▶ **What to do**
Return, unchanged, the lines from the one containing "outline --target=yellow-orange tomato" through the one containing "163 299 L 127", both included, and nothing else. Leave out the pictures.

------------------------------------------------

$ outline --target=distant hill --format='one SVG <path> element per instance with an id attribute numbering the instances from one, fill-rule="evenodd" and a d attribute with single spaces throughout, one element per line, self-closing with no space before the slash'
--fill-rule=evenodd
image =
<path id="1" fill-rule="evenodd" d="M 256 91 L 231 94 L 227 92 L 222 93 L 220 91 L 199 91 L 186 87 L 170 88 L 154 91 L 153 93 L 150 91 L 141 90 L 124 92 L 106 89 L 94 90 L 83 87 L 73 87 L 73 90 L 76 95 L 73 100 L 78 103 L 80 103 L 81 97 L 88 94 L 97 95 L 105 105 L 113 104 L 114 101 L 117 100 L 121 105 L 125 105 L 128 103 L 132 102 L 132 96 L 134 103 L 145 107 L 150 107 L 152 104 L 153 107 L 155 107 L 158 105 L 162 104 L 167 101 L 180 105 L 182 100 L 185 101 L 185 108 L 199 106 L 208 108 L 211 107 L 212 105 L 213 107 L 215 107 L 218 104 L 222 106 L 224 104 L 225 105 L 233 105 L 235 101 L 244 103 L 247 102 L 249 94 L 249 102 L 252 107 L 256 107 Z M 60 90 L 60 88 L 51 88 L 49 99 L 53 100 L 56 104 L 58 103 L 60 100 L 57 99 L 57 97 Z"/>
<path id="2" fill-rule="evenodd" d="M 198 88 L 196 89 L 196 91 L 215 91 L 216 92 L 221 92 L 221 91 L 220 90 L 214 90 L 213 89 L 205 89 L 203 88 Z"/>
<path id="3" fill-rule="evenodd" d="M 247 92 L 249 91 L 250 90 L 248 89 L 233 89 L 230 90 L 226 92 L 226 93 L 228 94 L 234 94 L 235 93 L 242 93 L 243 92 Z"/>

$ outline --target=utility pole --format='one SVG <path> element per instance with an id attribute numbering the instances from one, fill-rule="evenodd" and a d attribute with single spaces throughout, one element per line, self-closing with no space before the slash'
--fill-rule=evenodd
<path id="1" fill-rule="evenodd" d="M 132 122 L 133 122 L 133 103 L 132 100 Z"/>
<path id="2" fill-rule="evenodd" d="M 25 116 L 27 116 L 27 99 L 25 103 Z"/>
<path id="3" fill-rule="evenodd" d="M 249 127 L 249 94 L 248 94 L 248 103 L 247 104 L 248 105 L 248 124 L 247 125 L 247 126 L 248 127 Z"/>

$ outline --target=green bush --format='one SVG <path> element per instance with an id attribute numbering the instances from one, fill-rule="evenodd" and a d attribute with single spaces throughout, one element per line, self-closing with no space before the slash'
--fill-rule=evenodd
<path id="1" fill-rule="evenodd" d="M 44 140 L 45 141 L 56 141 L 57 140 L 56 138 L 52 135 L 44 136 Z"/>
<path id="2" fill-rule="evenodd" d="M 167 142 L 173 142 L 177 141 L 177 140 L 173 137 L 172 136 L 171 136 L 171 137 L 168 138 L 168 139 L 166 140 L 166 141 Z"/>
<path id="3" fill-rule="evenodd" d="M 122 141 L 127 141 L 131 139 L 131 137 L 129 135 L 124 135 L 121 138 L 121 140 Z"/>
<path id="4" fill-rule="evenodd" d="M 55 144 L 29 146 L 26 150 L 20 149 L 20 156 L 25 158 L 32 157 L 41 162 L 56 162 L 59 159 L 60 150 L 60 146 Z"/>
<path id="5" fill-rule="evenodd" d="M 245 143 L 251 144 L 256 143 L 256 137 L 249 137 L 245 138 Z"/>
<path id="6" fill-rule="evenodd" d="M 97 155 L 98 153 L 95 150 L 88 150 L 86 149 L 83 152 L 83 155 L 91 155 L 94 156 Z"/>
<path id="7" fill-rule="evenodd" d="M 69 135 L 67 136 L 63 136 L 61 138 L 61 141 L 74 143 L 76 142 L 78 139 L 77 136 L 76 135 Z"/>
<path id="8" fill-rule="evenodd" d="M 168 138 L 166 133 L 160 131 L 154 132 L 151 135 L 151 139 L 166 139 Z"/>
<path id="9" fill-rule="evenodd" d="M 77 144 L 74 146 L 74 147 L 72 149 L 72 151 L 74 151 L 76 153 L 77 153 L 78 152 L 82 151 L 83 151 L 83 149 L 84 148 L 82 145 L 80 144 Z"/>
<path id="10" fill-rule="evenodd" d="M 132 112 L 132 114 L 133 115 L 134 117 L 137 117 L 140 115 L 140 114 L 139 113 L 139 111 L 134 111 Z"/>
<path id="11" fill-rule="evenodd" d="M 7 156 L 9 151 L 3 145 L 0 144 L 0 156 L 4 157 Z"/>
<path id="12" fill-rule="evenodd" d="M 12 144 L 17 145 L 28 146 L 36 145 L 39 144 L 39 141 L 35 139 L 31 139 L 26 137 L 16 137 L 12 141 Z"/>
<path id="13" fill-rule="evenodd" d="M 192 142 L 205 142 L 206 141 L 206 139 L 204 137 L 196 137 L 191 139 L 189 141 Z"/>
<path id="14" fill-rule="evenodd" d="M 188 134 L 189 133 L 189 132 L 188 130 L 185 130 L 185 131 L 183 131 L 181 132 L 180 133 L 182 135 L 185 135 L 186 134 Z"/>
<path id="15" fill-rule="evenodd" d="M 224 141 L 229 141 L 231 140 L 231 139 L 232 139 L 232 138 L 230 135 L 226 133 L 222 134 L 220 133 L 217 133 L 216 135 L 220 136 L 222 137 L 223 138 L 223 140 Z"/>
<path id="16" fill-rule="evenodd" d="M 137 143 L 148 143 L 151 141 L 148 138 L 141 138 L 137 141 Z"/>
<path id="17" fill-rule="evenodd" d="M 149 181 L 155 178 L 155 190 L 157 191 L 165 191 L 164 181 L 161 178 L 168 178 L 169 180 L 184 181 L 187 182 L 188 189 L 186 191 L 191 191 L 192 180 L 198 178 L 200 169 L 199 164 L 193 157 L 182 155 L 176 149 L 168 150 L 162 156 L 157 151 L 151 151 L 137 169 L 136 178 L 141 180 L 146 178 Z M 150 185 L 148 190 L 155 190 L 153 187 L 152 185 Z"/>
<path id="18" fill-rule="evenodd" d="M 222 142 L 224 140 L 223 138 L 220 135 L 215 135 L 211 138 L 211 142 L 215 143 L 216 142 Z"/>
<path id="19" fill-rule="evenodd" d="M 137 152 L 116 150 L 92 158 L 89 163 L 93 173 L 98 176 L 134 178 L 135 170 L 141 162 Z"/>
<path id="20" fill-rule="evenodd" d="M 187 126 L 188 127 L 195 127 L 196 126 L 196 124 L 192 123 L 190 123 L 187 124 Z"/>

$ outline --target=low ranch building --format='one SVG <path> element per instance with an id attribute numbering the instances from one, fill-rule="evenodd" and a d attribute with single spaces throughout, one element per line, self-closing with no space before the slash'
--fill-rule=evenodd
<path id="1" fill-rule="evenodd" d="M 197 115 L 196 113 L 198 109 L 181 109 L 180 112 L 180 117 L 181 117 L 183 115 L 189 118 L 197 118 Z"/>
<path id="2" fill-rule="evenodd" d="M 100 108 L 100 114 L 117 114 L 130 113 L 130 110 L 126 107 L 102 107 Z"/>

------------------------------------------------

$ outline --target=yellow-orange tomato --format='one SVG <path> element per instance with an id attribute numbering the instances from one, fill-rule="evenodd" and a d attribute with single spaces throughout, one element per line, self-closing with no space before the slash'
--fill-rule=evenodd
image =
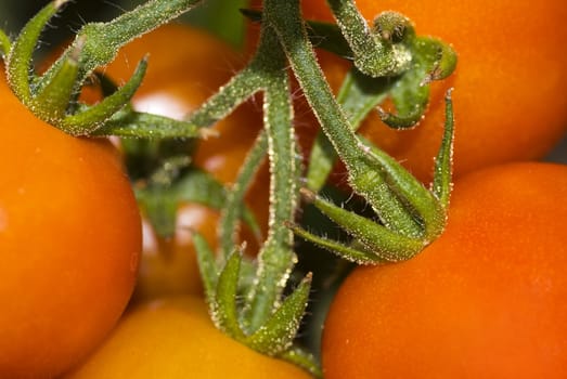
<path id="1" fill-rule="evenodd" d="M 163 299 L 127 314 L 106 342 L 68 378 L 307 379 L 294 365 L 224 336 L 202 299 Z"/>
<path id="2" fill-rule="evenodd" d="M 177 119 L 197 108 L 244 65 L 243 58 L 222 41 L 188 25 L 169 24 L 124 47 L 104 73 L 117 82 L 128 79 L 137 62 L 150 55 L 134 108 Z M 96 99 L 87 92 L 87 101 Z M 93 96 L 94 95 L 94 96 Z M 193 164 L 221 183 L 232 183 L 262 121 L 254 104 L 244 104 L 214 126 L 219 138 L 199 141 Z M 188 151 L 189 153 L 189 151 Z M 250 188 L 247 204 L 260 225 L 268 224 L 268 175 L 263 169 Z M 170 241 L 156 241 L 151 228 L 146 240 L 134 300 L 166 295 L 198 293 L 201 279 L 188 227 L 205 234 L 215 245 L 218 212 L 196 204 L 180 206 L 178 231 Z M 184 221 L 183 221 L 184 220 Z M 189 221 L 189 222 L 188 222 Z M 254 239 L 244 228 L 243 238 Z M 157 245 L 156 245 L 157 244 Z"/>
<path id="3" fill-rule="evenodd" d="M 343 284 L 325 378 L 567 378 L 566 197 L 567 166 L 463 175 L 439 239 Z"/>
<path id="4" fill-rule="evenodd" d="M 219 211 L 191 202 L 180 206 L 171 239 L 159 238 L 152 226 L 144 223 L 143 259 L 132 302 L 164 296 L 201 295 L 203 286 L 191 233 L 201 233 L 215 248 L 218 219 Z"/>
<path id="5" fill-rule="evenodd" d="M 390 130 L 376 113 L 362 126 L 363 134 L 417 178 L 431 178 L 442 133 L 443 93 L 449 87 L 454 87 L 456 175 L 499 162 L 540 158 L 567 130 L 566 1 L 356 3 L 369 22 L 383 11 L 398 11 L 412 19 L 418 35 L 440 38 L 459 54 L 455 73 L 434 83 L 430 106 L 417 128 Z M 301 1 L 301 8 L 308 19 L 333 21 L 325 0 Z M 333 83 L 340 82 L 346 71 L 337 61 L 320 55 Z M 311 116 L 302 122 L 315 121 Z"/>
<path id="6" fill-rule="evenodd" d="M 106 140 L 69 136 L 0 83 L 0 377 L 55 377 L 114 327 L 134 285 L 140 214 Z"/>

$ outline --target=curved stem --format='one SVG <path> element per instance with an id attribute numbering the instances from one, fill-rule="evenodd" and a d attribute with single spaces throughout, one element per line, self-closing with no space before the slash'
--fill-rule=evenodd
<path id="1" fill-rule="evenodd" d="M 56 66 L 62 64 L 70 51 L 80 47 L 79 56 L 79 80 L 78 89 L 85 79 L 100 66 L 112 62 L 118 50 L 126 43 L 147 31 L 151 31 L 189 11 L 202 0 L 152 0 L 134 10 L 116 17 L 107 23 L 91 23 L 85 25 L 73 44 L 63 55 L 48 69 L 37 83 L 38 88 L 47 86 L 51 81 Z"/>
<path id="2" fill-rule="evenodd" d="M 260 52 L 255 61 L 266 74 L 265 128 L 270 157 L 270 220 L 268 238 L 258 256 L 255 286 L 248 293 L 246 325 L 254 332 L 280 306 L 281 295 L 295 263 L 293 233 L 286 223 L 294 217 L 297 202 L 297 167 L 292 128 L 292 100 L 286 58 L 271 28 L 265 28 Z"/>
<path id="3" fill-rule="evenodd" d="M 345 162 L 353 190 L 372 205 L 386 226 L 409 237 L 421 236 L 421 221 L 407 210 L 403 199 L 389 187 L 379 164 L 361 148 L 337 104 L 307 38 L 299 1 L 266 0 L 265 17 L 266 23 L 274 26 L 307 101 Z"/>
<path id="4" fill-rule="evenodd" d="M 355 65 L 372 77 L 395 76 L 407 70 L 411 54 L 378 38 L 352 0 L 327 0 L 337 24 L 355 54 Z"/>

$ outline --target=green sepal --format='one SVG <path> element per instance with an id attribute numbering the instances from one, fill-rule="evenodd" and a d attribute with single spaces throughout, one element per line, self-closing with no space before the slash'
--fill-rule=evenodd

------------------------------------------------

▶ **Task output**
$ outline --target=yellow-orange tomato --format='one SVG <path> element per instance with an id attribute numbering the instances from one, fill-rule="evenodd" and a d attribute with single spaces throughout, one element per line, self-closing with no space before the slash'
--fill-rule=evenodd
image =
<path id="1" fill-rule="evenodd" d="M 163 299 L 127 314 L 106 342 L 68 378 L 307 379 L 294 365 L 224 336 L 202 299 Z"/>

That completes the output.